Exercise task —
Reproduce the following lines verbatim, omitting the pictures from your answer.

[Object location annotation data]
____

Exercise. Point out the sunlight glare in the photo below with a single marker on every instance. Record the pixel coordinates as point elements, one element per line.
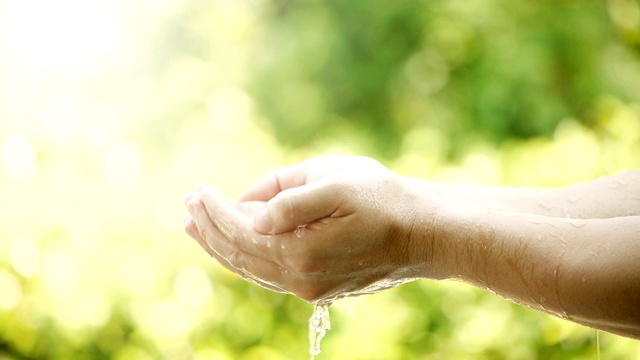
<point>18,157</point>
<point>66,35</point>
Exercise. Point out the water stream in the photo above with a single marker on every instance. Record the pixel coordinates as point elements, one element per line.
<point>319,324</point>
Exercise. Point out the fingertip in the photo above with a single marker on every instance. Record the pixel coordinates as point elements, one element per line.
<point>262,223</point>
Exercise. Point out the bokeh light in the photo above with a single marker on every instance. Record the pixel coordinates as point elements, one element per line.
<point>111,111</point>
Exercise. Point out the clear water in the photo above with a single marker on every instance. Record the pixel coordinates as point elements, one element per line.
<point>319,324</point>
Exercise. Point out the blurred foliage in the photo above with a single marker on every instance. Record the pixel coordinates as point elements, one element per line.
<point>112,110</point>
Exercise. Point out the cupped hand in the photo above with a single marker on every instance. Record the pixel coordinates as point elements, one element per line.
<point>323,229</point>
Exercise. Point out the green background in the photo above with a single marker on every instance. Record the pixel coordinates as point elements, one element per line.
<point>111,111</point>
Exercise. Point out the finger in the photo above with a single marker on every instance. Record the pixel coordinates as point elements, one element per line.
<point>260,271</point>
<point>238,227</point>
<point>277,181</point>
<point>191,228</point>
<point>299,206</point>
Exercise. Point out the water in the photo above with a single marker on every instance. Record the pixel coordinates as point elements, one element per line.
<point>319,324</point>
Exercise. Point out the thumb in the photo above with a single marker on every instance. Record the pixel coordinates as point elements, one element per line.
<point>298,206</point>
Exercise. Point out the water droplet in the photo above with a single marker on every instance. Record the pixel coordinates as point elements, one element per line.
<point>573,199</point>
<point>319,324</point>
<point>350,311</point>
<point>577,223</point>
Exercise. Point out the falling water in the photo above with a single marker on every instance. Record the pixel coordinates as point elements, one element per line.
<point>319,324</point>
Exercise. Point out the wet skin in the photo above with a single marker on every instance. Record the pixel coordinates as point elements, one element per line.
<point>340,226</point>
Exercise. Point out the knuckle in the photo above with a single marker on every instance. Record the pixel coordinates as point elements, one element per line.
<point>285,210</point>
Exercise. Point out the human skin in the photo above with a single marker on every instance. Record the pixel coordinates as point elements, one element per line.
<point>332,227</point>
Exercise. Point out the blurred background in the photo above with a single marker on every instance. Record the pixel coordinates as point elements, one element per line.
<point>112,110</point>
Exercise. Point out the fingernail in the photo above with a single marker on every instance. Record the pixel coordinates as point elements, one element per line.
<point>262,223</point>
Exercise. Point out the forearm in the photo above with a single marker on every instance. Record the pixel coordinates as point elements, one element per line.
<point>587,271</point>
<point>617,195</point>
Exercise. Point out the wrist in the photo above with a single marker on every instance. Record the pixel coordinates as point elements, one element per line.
<point>428,231</point>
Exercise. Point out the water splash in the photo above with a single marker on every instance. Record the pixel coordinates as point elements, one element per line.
<point>319,324</point>
<point>577,223</point>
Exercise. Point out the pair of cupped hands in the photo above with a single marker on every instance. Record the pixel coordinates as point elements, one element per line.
<point>323,229</point>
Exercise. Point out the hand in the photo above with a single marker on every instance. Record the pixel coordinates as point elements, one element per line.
<point>326,228</point>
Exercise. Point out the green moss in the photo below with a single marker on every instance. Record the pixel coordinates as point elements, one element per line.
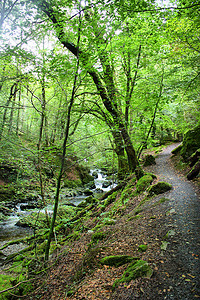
<point>110,199</point>
<point>143,183</point>
<point>142,248</point>
<point>135,270</point>
<point>177,150</point>
<point>98,236</point>
<point>128,191</point>
<point>5,283</point>
<point>135,217</point>
<point>149,160</point>
<point>191,142</point>
<point>118,260</point>
<point>159,188</point>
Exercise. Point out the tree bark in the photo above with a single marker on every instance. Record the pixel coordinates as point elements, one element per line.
<point>106,88</point>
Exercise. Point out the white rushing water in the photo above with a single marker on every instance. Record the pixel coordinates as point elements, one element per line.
<point>8,228</point>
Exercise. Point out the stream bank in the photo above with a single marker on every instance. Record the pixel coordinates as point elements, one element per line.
<point>13,229</point>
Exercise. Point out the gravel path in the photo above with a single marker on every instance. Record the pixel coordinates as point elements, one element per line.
<point>183,249</point>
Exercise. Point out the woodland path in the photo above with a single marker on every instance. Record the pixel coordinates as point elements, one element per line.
<point>184,247</point>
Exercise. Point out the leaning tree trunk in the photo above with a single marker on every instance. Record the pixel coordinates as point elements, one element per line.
<point>105,86</point>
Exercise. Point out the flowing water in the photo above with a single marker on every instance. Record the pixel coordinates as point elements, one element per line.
<point>10,231</point>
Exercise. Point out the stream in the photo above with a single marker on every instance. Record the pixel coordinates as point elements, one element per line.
<point>8,229</point>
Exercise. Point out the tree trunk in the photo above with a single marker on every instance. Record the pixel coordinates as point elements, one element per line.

____

Solution to the exercise —
Exercise. Point out the sunlight glare in the photo below with a single marker on every instance. Record the pixel coordinates as point elements, one element per line.
<point>18,157</point>
<point>66,35</point>
Exercise. Point out the water stream in the photo above with a single marker on every instance. Record the pixel coordinates as point elements, one element per line.
<point>319,324</point>
Exercise. Point out the fingertip in the photo above with a single marker on every instance. Record the pixel coordinates as point elements, one element per line.
<point>262,223</point>
Exercise. Point out the bokeh light in the photo above with a single marker on every instance. Record the pixel coordinates as point elements, one element per line.
<point>111,111</point>
Exercise. Point out the clear water in the photo above with a single marker on every instance. Record the pixel coordinates as point elements, one element per line.
<point>319,324</point>
Exercise. Point out the blurred foliage in the photo above with a single marker on every instance. Record the pixel coordinates as point elements, one element per line.
<point>112,110</point>
Exercise. Point out the cupped hand in the photo above with a single marker on every instance. Record the pixel coordinates as point elements, one element per line.
<point>323,229</point>
Exercise. Point out the green background in the photo above with a single marker on every instance. Record the pixel coordinates as point elements, one element per line.
<point>111,111</point>
Exercise. Point out the finger in the photo above with a single marker on every instance. Record the pixel coordinates as point elements, one element per line.
<point>260,271</point>
<point>238,227</point>
<point>277,181</point>
<point>191,228</point>
<point>299,206</point>
Exercise. Point out the water in the photo above with a single marker on every instance. Record the pixel coordinates as point elements, one element per line.
<point>319,324</point>
Exercise. Point out the thumb in the photo above with a single marker on every instance. Record the pixel coordinates as point elements, one element per line.
<point>298,206</point>
Exercise. Point out the water droplet in the photo above with a single marker on every instance. Record the pixel coordinates as point elements, one element per line.
<point>573,199</point>
<point>319,324</point>
<point>350,311</point>
<point>577,223</point>
Exercise. Point out the falling water in the photo above with a single marker on every instance. Record the pixel coordinates as point elements, one element per line.
<point>319,324</point>
Exercise. Point out the wet skin in the photo above with a single marker on every instance. Record the pixel coordinates as point elements, one element per line.
<point>340,226</point>
Exercise. Point out the knuckle in the photo above with a single marker on every instance. Record the pixel coordinates as point elements, one element per line.
<point>285,210</point>
Exercise. Point out the human skin in the photo above with a single marker on every instance. Record the pixel coordinates as point elements, one element per line.
<point>332,227</point>
Exercise. Point out the blurred background in the photo above with a single marker on every instance. Record the pixel coordinates as point elements, one element per line.
<point>112,110</point>
Exercise. Point out the fingernail in the photo above with a single marker on every instance. Record the pixel coordinates as point elements, one element per line.
<point>262,223</point>
Exercise. Point out the forearm in the photo above with a single marker on every instance. Record the pixel coordinates as point elements, one element per line.
<point>587,271</point>
<point>617,195</point>
Exercise. Point out the wrist in the photo above with a single marker on every instance. Record the pixel coordinates as point elements, one element per line.
<point>428,231</point>
Exercise. Point out the water splash in the photo above with a single marker on every instance. Record the pixel coordinates as point elements, one element per line.
<point>319,324</point>
<point>577,223</point>
Exercise. Point out the pair of cupped hands in the photo above with a single marker on every instance. Record the pixel coordinates as point elements, one element per line.
<point>323,229</point>
Exercise. Point out the hand in the photo above with a single marker on every instance. Record the pixel coordinates as point elements, one element per line.
<point>326,228</point>
Exercise. Point out the green moss in the photo below with a single marker on every instance. Record the pixel coordinates as point elements, one element per line.
<point>110,199</point>
<point>143,183</point>
<point>142,248</point>
<point>135,270</point>
<point>177,150</point>
<point>98,236</point>
<point>128,191</point>
<point>5,283</point>
<point>135,217</point>
<point>149,160</point>
<point>191,142</point>
<point>118,260</point>
<point>159,188</point>
Exercise. Point out the tree bark in the photo above with a single marker on every instance. Record the pixel coordinates as point elements, one element per line.
<point>106,88</point>
Exercise. Point out the white rushing water in the photo above with a single marker on every instance. Record the pixel coordinates as point elements, one element per line.
<point>8,228</point>
Exercise. Point out the stream bank in the photo above with a single marker on every instance. Record the pixel coordinates as point elements, one element per line.
<point>13,229</point>
Exercise. Point out the gravel path in the photo above with a single marker on every instance. Record the pixel coordinates as point elements, one element per line.
<point>183,249</point>
Exercise. Point out the woodland path in the photo above with a single marker on every instance. Record the pixel coordinates as point elements, one element per line.
<point>184,247</point>
Exercise. Point out the leaning tree trunk in the photo above with a single marker on every instance. Record the pixel coordinates as point elements, one element per line.
<point>105,86</point>
Exercise. Point out the flowing water in the photo above with a single marker on every instance. Record the pixel coordinates as point elements, one element per line.
<point>10,231</point>
Exercise. Point out the stream in the photo above with a single marker on every instance. Record the pixel coordinates as point elements, one element per line.
<point>8,229</point>
Exercise. Point out the tree trunk in the photo above with a single marker on every instance. Record the pixel coordinates as point elements, one element per line.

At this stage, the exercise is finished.